§ Short problem:
Copy out the data below word for word, keeping every line unchanged.

[A block of data]
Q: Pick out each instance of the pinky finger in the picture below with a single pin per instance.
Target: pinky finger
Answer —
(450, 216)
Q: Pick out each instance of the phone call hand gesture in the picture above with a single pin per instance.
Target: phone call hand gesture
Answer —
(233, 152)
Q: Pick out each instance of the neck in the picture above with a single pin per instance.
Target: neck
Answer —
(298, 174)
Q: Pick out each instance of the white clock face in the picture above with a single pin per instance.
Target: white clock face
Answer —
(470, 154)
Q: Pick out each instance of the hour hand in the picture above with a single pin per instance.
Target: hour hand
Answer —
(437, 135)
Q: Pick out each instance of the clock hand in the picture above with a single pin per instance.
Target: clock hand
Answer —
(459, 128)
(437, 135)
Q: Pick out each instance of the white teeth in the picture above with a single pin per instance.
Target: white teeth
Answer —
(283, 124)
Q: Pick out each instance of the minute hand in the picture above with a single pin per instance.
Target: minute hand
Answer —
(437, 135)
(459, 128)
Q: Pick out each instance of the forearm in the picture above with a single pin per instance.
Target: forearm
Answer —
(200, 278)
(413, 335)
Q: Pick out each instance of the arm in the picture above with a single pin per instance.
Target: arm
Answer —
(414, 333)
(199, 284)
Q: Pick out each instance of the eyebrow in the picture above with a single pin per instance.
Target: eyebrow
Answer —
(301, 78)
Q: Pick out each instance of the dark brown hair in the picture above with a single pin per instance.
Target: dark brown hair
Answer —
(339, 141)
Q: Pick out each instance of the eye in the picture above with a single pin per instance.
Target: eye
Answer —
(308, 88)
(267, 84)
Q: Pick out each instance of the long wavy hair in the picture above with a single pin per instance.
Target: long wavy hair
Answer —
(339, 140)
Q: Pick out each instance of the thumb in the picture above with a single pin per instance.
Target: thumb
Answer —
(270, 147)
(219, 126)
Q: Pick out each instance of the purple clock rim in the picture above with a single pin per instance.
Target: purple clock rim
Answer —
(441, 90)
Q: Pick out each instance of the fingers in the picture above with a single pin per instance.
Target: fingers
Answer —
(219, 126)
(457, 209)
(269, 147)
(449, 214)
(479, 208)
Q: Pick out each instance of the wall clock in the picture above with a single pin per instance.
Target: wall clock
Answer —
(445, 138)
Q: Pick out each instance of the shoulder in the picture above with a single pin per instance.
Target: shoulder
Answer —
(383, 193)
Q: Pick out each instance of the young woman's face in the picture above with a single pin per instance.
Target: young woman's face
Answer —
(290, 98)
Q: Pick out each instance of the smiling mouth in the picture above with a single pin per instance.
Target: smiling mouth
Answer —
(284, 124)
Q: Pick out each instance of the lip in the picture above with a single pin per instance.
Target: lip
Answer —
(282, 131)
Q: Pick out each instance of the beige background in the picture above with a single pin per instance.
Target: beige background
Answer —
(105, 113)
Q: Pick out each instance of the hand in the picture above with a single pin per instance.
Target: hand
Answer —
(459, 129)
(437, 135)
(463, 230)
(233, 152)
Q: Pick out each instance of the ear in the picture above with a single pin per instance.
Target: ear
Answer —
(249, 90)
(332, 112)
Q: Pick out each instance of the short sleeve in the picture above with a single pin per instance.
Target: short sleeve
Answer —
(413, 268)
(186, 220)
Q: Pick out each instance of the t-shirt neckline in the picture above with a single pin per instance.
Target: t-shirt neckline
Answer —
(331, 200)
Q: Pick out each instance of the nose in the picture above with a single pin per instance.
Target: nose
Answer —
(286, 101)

§ Worked answer:
Q: Pick out each instance of the pinky finger in the picture below with a single pin per instance.
Target: pinky finger
Answer —
(450, 216)
Q: Pick out each instance of the phone call hand gesture in the picture above with a single pin per instance.
Target: phone call hand gesture
Answer —
(233, 152)
Q: Pick out each instance of the neck in the picture above with a single pin per instance.
Target: neck
Answer —
(298, 174)
Q: Pick out each instance of the white clock face in the picture above with a single pin per instance.
Target: white clock face
Answer —
(470, 154)
Q: Pick out each instance of the hour hand in the picture above with a single pin per instance.
Target: hour hand
Answer —
(437, 135)
Q: Pick out each instance of the clock hand in the picture above with a single pin per instance.
Target: clock hand
Answer —
(459, 128)
(437, 135)
Q: Pick out each instance of the white teeth in the picture above with a single pin per instance.
Target: white teeth
Answer —
(283, 124)
Q: Pick out each instance of the minute hand in the picture above with a single pin per instance.
Target: minute hand
Answer —
(437, 135)
(459, 128)
Q: Pick out each instance of the forearm in the picture above with a single pin per instance.
Target: forearm
Answer —
(200, 278)
(413, 335)
Q: Pick out each instance of the arm in the picture above with a single pin per instance.
Target: arm
Answer —
(414, 333)
(199, 284)
Q: Pick out each instance of the eyebrow in the picture above with a single pin per instance.
Target: eyebrow
Answer —
(301, 78)
Q: Pick out each instance of the dark brown hair in the picture above with a single pin per instance.
Target: dark brown hair
Answer —
(339, 141)
Q: Pick out each instance of the eye in the picture above with a single pin per instance.
Target: eye
Answer —
(308, 88)
(267, 84)
Q: Pick out each instance of the long wavy hair in the picture above with a single pin per instance.
Target: long wavy hair
Answer —
(339, 140)
Q: Pick out each instance of the thumb in the picture above with a single pin per instance.
Target: thumb
Answer —
(270, 147)
(219, 126)
Q: Pick out each instance of the purple clock rim in the picture above with a single pin per instance.
Target: purple clock rim
Answer —
(441, 90)
Q: Pick out each instance of the fingers in the picture above with a single pin per instance.
Target: fingers
Answer —
(219, 126)
(457, 209)
(269, 147)
(449, 214)
(479, 208)
Q: Pick out each instance of the wall clock in the picture above with a single pin per instance.
Target: wall clock
Answer —
(445, 138)
Q: Pick out each instance of the shoulder in the picture above with a single pin per instance.
Target: shoulder
Answer —
(383, 193)
Q: Pick out each instance of the young woman's face in the picture above with a single pin per instance.
Target: young woman's face
Answer —
(290, 98)
Q: Pick out each instance of the smiling mouth in the picture above with a single pin per instance.
Target: smiling mouth
Answer —
(284, 124)
Q: Pick out each instance of the lip in the picture above with a single pin per instance.
Target: lip
Answer —
(282, 131)
Q: Pick out each instance of the beige background in the picture above with a single pin per instance.
Target: beige background
Answer —
(105, 113)
Q: Pick out each instance of the hand in the picture above with a single pin per instance.
Target: hand
Answer —
(459, 129)
(437, 135)
(463, 230)
(233, 152)
Q: Pick out each instance of the ear in the picture above with a single pin per instance.
Target: ear
Answer —
(249, 90)
(332, 112)
Q: Pick out each instance of the short sleeve in the picture above with a single pin per instance.
Target: short sleeve
Answer —
(413, 268)
(186, 220)
Q: Pick out each instance of the t-shirt neckline in the picture above with a single pin per instance.
Target: t-shirt neckline
Answer —
(331, 200)
Q: Pick out each instance of the nose in the picture above with a single pin per instance.
Target: nose
Answer —
(286, 101)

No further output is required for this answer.